▶ Stored items:
========================================
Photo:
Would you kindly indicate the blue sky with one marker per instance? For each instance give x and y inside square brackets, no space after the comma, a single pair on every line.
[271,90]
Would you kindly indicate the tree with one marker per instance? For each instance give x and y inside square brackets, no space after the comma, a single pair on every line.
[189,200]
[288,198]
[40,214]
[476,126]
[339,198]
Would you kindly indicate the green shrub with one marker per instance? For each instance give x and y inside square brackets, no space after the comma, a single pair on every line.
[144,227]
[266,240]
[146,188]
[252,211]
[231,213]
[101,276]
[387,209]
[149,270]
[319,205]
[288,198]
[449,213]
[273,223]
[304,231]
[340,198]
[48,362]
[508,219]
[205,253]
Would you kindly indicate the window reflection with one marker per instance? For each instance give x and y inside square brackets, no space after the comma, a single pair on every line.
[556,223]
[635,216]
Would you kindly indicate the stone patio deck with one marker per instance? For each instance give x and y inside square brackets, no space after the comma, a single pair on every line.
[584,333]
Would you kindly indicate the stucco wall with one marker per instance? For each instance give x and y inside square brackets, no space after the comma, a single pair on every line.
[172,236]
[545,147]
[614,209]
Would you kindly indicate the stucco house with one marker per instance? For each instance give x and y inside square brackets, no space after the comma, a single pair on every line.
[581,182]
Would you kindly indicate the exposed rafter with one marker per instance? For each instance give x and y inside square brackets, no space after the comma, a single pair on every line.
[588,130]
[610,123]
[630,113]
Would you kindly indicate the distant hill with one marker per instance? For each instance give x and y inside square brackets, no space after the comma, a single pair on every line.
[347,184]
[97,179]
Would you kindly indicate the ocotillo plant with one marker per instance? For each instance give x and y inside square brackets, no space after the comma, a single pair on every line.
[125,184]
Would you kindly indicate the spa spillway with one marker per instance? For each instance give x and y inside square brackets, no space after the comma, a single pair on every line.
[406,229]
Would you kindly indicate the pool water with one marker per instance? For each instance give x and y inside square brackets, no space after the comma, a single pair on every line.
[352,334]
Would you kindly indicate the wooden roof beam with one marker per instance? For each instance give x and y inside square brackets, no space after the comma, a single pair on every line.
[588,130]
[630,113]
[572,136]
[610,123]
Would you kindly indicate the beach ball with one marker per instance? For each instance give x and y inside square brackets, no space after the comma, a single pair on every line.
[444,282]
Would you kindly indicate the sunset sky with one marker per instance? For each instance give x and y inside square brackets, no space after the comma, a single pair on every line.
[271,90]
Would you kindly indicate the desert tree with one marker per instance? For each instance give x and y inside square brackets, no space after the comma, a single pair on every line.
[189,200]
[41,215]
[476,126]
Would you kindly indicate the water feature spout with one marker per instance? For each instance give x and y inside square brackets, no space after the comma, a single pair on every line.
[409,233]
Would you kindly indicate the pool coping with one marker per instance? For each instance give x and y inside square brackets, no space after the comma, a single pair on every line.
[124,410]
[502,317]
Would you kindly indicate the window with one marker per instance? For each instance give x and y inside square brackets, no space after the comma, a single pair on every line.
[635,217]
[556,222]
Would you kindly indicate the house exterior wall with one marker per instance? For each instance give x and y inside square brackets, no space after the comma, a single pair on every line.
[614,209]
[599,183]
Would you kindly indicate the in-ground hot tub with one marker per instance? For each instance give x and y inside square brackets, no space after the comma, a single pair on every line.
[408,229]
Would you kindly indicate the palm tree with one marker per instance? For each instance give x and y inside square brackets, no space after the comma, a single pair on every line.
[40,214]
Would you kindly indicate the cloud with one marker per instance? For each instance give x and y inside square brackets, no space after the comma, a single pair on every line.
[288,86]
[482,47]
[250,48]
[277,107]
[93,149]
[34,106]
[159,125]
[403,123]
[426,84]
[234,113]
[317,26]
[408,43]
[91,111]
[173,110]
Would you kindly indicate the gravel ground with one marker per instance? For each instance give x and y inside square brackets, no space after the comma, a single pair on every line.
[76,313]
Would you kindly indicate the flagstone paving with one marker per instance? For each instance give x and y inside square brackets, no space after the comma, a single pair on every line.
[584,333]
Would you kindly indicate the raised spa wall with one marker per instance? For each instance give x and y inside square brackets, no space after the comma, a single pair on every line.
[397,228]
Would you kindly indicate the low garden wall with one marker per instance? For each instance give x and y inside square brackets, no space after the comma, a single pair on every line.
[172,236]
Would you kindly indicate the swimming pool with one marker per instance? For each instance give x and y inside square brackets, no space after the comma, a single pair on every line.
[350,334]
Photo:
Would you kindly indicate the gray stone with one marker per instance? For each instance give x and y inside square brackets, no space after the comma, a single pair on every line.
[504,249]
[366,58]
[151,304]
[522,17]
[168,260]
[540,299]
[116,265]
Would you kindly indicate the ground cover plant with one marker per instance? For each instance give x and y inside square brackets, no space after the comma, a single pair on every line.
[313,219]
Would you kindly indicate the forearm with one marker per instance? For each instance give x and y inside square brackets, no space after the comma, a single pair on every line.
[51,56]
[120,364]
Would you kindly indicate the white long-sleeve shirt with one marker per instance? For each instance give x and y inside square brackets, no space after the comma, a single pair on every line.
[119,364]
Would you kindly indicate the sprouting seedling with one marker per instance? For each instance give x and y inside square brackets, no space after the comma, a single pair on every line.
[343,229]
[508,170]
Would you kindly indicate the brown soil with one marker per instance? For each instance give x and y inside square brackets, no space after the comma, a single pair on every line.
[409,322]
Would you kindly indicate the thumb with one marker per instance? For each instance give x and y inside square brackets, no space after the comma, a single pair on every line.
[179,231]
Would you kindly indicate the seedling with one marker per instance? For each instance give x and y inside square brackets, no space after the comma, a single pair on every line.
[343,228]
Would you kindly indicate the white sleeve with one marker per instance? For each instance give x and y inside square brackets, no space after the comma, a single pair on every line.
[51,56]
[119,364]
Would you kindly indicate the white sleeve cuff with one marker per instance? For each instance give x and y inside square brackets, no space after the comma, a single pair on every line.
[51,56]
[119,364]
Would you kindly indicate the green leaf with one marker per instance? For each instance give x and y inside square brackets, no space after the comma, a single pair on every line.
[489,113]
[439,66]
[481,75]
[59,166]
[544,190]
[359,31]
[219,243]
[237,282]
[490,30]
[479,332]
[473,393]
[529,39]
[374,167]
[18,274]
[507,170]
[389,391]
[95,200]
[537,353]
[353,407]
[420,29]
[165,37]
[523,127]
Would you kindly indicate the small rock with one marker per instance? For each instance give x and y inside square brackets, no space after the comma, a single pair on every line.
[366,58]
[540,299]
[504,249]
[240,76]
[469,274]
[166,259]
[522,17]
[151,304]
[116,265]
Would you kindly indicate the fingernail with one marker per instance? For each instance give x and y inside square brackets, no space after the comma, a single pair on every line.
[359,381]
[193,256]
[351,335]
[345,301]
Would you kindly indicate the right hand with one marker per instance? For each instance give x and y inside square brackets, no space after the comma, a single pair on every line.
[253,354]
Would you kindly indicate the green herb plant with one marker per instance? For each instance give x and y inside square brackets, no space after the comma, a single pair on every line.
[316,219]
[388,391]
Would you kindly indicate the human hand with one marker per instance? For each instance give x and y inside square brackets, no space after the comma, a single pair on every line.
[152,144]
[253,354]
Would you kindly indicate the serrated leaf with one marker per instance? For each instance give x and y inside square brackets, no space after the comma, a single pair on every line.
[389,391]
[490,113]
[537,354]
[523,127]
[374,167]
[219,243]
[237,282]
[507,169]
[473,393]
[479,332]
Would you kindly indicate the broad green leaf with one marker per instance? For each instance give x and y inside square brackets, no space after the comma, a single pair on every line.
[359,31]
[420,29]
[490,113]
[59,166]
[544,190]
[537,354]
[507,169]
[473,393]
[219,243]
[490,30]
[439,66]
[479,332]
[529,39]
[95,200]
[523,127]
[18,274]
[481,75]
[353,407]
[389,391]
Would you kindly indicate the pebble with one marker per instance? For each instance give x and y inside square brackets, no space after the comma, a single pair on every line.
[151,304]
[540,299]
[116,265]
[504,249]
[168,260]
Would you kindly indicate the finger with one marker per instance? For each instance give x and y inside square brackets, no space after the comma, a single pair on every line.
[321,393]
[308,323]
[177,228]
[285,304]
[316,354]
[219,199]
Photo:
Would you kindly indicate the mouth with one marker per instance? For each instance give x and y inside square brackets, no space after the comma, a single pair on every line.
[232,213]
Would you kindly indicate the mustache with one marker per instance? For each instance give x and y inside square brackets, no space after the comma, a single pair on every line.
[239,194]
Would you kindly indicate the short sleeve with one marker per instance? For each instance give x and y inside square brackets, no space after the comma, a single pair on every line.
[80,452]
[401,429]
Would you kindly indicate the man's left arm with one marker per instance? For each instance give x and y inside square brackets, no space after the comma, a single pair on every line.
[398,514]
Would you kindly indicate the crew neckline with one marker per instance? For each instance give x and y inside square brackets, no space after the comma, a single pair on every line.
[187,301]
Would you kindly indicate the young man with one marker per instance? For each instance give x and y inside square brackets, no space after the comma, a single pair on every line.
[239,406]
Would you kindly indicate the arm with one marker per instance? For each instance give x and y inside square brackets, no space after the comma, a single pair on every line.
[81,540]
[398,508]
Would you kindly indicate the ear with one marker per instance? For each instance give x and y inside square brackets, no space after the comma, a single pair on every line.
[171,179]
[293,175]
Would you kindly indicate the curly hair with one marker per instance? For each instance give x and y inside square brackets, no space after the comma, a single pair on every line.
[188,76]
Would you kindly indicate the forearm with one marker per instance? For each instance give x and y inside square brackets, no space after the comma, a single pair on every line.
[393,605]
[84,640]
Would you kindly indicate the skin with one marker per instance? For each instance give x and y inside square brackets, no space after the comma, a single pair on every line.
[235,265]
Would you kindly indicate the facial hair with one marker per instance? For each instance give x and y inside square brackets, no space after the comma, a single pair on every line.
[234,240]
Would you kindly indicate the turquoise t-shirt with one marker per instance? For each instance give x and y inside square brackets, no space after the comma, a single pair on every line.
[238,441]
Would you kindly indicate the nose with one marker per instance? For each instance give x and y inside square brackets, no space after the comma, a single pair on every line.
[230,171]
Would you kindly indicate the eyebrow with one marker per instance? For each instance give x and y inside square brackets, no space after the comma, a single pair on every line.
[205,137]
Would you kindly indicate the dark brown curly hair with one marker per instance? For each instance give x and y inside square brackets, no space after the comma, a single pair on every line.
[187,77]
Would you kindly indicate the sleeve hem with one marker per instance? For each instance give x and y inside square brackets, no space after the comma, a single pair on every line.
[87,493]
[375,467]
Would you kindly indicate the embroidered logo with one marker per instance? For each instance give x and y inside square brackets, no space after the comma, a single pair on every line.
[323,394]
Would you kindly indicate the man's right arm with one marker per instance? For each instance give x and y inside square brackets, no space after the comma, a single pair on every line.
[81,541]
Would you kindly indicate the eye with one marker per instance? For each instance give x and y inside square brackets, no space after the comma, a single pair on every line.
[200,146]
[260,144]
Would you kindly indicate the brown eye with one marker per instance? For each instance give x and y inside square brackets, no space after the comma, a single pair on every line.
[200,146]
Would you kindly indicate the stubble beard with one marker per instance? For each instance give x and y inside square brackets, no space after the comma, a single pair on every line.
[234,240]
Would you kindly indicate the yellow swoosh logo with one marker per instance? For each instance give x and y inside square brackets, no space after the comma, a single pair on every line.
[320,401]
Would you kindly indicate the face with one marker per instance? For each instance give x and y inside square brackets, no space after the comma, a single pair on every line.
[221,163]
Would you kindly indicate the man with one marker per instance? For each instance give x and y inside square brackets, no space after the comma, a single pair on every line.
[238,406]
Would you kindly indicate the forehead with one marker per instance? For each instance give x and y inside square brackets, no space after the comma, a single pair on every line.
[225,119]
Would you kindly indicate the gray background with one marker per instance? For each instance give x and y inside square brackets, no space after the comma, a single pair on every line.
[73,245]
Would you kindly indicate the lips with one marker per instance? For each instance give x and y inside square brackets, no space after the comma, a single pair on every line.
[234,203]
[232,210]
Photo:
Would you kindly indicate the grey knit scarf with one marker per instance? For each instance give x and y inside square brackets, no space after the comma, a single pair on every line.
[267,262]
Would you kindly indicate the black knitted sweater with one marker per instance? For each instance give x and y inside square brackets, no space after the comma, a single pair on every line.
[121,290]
========================================
▶ Task to complete: Look above for the line containing "Would you kindly indicate the gray background"; copy from it through the last line, exactly, and nothing more.

▶ Response for this exercise:
Would you kindly indicate the gray background with one marker per instance? For each instance give x and y inside square brackets, no space after the comma, a single pair on every line.
[73,245]
Would you kindly indicate the lips with one marker per instance? For each instance give x and y inside square brackets, no space after the comma, a single pair on every line.
[234,203]
[232,210]
Photo:
Would you kindly indicate the grey knit scarf with one marker per instance? For each instance give x and y inside square brackets, no space after the comma, a single pair on every line.
[267,262]
Would you kindly indicate the black knitted sweater with one marker per instance? For each instance give x and y inside square brackets, no space after the comma, a single pair on every line.
[121,290]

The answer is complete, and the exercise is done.